::: Dokumen :::
Bagikan:

JAKARTA - Tagline ‘Anak Terlindungi, Indonesia Maju’ pada Hari Anak Nasional 2022 yang jatuh pada 23 Juli menjadi komitmen pemerintah dalam memberikan perlindungan, dan pemenuhan hak anak sebagai generasi penerus bangsa. Ini, kata Erlinda, Tenaga Ahli Kedeputian 2 Staf Presiden, sesuai dengan komitmen Presiden Jokowi yang ingin anak-anak Indonesia menjadi generasi emas.

Aksi simbolis sudah dilakukan dengan menyimpan tujuh impian anak-anak Indonesia dalam Monumen Kapsul Waktu di Merauke, Papua pada 2018. Tujuh impian itu yakni keunggulan sumber daya manusia Indonesia mengungguli bangsa lain di dunia, masyarakat Indonesia yang menjunjung tinggi pluralisme, budaya religius dan nilai-nilai etika, Indonesia sebagai pusat pendidikan teknologi dan peradaban.

Lalu, masyarakat dan aparatur bebas dari perilaku korupsi, membangun infrastruktur yang merata di seluruh Indonesia, Indonesia sebagai negara yang mendiri dan negara berpengaruh di Asia Pasifik, serta Indonesia harus jadi barometer pertumbuhan ekonomi dunia.

“Nanti pada 2085 akan dibuka oleh generasi mendatang, apakah tujuh mimpi itu bisa terwujud atau tidak,” ucap Erlinda saat dihubungi VOI, Jumat (22/6).

Logo Hari Anak Nasional 2022. (Kementerian Pemberdayaan Perempuan dan Perlindungan Anak)

Presiden, saat ini, sudah membuat sistem lewat Peraturan Presiden Nomor 25 Tahun 2021 tentang Kebijakan Kabupaten/Kota Layak Anak. Aturan berisi strategi dalam upaya pemenuhan hak anak yang dijabarkan dalam lima klaster: hak anak, hak sipil dan kebebasan, lingkungan keluarga dan pengasuhan alternatif, kesehatan dasar dan kesejahteraan, pendidikan, serta, klaster perlindungan khusus.

“Ini menjadi acuan bagi kementerian/lembaga, pemerintah provinsi, dan pemerintah daerah dalam mempercepat terwujudnya Indonesia layak anak. Penjabarannya detail di Perpres 25, poin-poin apa saja yang menjadi sasaran, evaluasi, target, dan lainnya,” ucap Erlinda.
:::
◆ **Tujuan**
Menurut artikel tentang Hari Anak Nasional 2022, pada tahun berapa tujuh impian anak-anak Indonesia di Monumen Kapsul Waktu akan dibuka?
::: Entri yang Diberikan :::
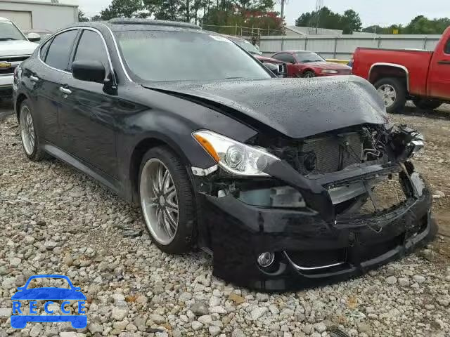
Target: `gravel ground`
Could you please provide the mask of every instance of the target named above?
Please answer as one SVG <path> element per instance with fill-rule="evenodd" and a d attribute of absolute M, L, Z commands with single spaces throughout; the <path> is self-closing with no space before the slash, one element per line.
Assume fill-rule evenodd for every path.
<path fill-rule="evenodd" d="M 0 120 L 0 337 L 450 336 L 450 120 L 393 115 L 427 137 L 416 159 L 435 194 L 432 245 L 368 275 L 297 293 L 266 294 L 212 277 L 205 253 L 167 256 L 139 210 L 68 165 L 28 161 L 13 117 Z M 0 112 L 1 112 L 0 111 Z M 447 213 L 446 213 L 447 212 Z M 10 326 L 11 296 L 34 274 L 68 275 L 88 297 L 88 326 Z"/>

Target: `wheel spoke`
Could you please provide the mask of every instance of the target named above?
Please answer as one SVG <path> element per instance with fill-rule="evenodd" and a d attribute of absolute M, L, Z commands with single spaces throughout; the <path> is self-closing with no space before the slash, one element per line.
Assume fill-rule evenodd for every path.
<path fill-rule="evenodd" d="M 169 174 L 169 170 L 165 170 L 164 171 L 164 175 L 162 176 L 162 179 L 161 180 L 161 192 L 164 193 L 165 190 L 166 189 L 166 185 L 170 179 L 170 175 Z"/>
<path fill-rule="evenodd" d="M 171 219 L 166 211 L 164 212 L 164 225 L 169 237 L 172 237 L 176 227 L 174 229 L 172 228 Z"/>
<path fill-rule="evenodd" d="M 160 164 L 158 166 L 158 173 L 156 173 L 156 183 L 158 186 L 158 191 L 162 190 L 162 178 L 164 177 L 164 172 L 162 171 L 163 168 L 162 165 Z"/>
<path fill-rule="evenodd" d="M 169 225 L 171 230 L 172 232 L 176 230 L 176 221 L 167 209 L 165 210 L 164 215 L 167 220 L 167 224 Z"/>

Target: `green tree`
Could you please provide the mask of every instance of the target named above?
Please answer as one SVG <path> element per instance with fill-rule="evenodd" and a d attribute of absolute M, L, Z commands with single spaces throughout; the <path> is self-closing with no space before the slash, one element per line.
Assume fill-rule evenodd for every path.
<path fill-rule="evenodd" d="M 295 21 L 300 27 L 319 27 L 329 29 L 343 29 L 342 16 L 330 11 L 328 7 L 322 7 L 319 12 L 304 13 Z"/>
<path fill-rule="evenodd" d="M 78 9 L 78 22 L 84 22 L 89 21 L 89 18 L 86 16 L 84 12 L 82 9 Z"/>
<path fill-rule="evenodd" d="M 136 18 L 143 9 L 141 0 L 112 0 L 111 4 L 100 12 L 102 20 L 112 18 Z"/>
<path fill-rule="evenodd" d="M 343 15 L 340 15 L 328 7 L 321 8 L 319 12 L 313 11 L 302 13 L 295 21 L 295 25 L 340 29 L 343 34 L 359 32 L 362 27 L 359 14 L 352 9 L 345 11 Z"/>
<path fill-rule="evenodd" d="M 344 15 L 341 17 L 341 24 L 342 34 L 353 34 L 353 32 L 360 32 L 363 26 L 359 14 L 352 9 L 344 12 Z"/>

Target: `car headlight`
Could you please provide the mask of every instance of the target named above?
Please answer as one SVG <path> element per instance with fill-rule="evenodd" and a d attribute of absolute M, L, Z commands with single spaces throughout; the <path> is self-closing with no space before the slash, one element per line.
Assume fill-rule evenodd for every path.
<path fill-rule="evenodd" d="M 330 70 L 329 69 L 322 70 L 322 74 L 338 74 L 338 70 Z"/>
<path fill-rule="evenodd" d="M 220 167 L 233 174 L 268 176 L 264 169 L 280 160 L 262 148 L 247 145 L 215 132 L 201 130 L 192 134 Z"/>

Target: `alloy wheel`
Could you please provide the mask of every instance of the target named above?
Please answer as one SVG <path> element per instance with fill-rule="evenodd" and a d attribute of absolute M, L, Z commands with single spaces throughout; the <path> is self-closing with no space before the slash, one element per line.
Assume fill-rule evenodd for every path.
<path fill-rule="evenodd" d="M 144 165 L 139 186 L 144 220 L 153 238 L 170 244 L 178 228 L 178 196 L 167 167 L 156 158 Z"/>
<path fill-rule="evenodd" d="M 34 150 L 34 142 L 36 135 L 34 133 L 34 125 L 33 118 L 31 116 L 31 111 L 27 105 L 22 105 L 20 109 L 20 137 L 23 148 L 29 156 Z"/>
<path fill-rule="evenodd" d="M 382 84 L 377 89 L 378 95 L 381 97 L 386 107 L 390 107 L 397 98 L 397 91 L 395 88 L 390 84 Z"/>

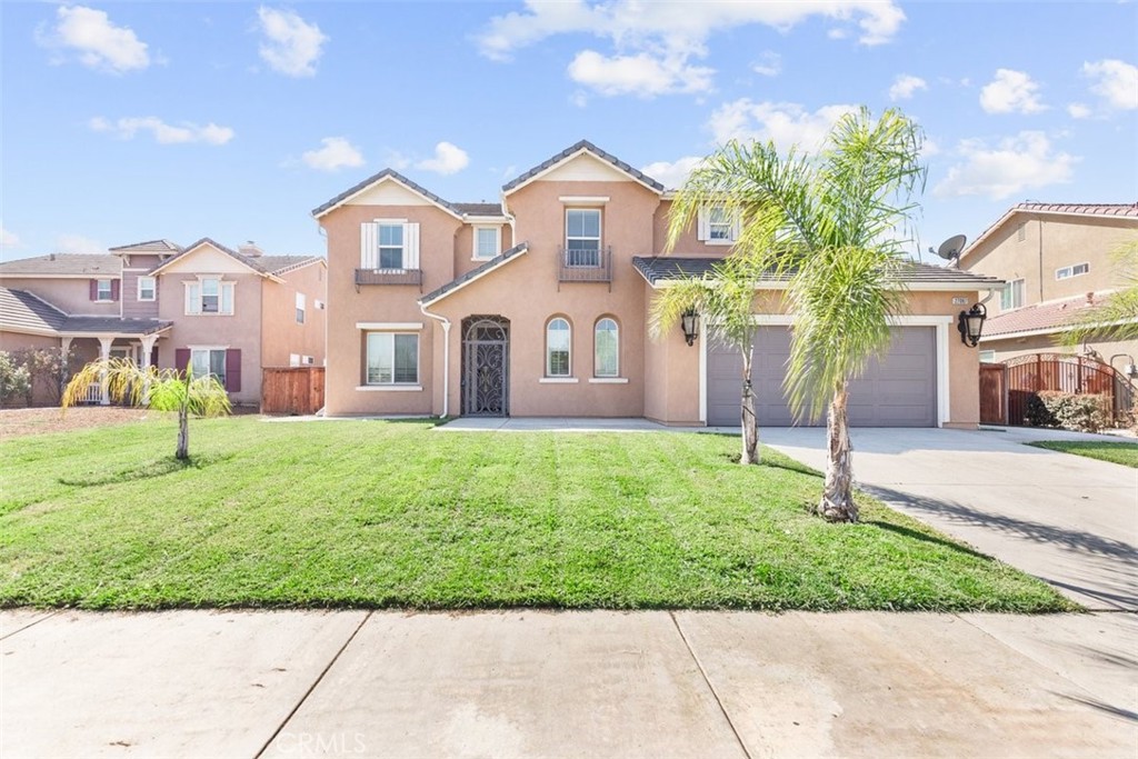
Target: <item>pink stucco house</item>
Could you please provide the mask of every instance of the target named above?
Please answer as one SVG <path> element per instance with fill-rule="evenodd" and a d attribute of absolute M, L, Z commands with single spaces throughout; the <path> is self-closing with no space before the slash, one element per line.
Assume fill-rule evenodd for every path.
<path fill-rule="evenodd" d="M 737 233 L 711 207 L 663 257 L 670 193 L 582 141 L 502 188 L 450 203 L 386 170 L 313 211 L 328 236 L 330 415 L 644 416 L 739 423 L 737 355 L 679 324 L 648 333 L 654 294 L 726 255 Z M 889 356 L 853 389 L 874 426 L 974 427 L 978 356 L 962 310 L 1001 286 L 913 264 Z M 782 394 L 792 320 L 781 283 L 756 292 L 762 424 L 791 423 Z"/>
<path fill-rule="evenodd" d="M 150 240 L 107 255 L 0 264 L 0 349 L 64 347 L 80 361 L 212 373 L 237 404 L 261 399 L 261 370 L 324 361 L 327 264 L 232 250 L 208 238 Z M 92 386 L 91 399 L 105 403 Z"/>

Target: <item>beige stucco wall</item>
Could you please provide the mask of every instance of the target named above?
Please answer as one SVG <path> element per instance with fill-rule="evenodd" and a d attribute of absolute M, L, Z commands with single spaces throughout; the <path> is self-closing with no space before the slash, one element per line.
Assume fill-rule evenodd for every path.
<path fill-rule="evenodd" d="M 283 282 L 262 280 L 261 365 L 288 366 L 289 355 L 312 356 L 316 366 L 324 363 L 324 323 L 327 310 L 316 300 L 328 302 L 327 272 L 321 263 L 281 275 Z M 296 294 L 305 296 L 304 323 L 296 321 Z"/>
<path fill-rule="evenodd" d="M 1019 213 L 970 251 L 962 265 L 1007 281 L 1023 279 L 1023 305 L 1030 306 L 1118 287 L 1111 253 L 1127 240 L 1138 240 L 1138 220 L 1132 217 Z M 1055 279 L 1056 269 L 1081 263 L 1090 264 L 1088 273 Z M 999 313 L 999 298 L 993 298 L 989 315 Z"/>

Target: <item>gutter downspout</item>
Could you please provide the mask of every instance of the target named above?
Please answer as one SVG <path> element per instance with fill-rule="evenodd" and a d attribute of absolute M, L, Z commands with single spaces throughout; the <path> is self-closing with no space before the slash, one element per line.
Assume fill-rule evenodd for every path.
<path fill-rule="evenodd" d="M 440 419 L 450 415 L 451 410 L 451 320 L 427 311 L 427 306 L 419 304 L 419 311 L 423 316 L 429 316 L 443 324 L 443 413 Z"/>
:::
◆ **Jawaban Lengkap**
Pada tahun 2085, oleh generasi mendatang.